_Dataset records_.
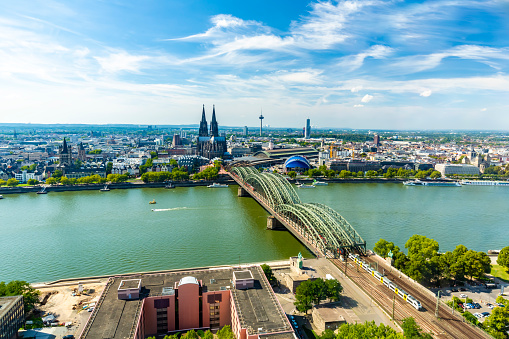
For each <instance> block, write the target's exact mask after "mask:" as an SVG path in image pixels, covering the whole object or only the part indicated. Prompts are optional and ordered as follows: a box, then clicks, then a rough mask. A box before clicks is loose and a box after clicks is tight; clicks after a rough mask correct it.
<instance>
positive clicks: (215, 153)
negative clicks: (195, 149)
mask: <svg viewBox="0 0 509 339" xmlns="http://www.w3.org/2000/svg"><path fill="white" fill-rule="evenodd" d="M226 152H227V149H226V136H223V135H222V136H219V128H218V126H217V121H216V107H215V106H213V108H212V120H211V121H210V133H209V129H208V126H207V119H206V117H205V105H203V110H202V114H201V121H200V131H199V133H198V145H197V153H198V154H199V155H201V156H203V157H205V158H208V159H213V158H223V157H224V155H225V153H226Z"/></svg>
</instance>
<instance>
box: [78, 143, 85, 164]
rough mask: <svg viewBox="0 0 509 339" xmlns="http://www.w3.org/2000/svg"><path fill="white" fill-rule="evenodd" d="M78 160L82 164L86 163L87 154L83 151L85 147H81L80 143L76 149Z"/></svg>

_Problem to work on_.
Give these lines again with every "clicks" switched to "points" and everything else left unchanged. Leave the pictures out of your answer.

_Final answer_.
For each <instance> block, write the target's exact mask after "mask:" as an SVG path in image pixels, covering the whole object or only the part indicated. Prompts are optional and ordered as follows: a box, then points, then a rough mask. A box before points is loose and a box after points is tight; points after a rough mask correct it.
<instance>
positive points: (215, 153)
negative points: (195, 149)
mask: <svg viewBox="0 0 509 339" xmlns="http://www.w3.org/2000/svg"><path fill="white" fill-rule="evenodd" d="M226 152H227V149H226V136H223V135H222V136H219V128H218V126H217V121H216V107H215V106H213V108H212V120H211V121H210V133H209V129H208V126H207V119H206V117H205V105H203V110H202V114H201V121H200V131H199V133H198V145H197V153H198V154H199V155H201V156H203V157H205V158H208V159H213V158H223V157H224V155H225V153H226Z"/></svg>
</instance>
<instance>
box: [78, 143, 85, 164]
rough mask: <svg viewBox="0 0 509 339" xmlns="http://www.w3.org/2000/svg"><path fill="white" fill-rule="evenodd" d="M78 160L82 164L86 163L87 154L83 151L85 147H81L80 143L76 149Z"/></svg>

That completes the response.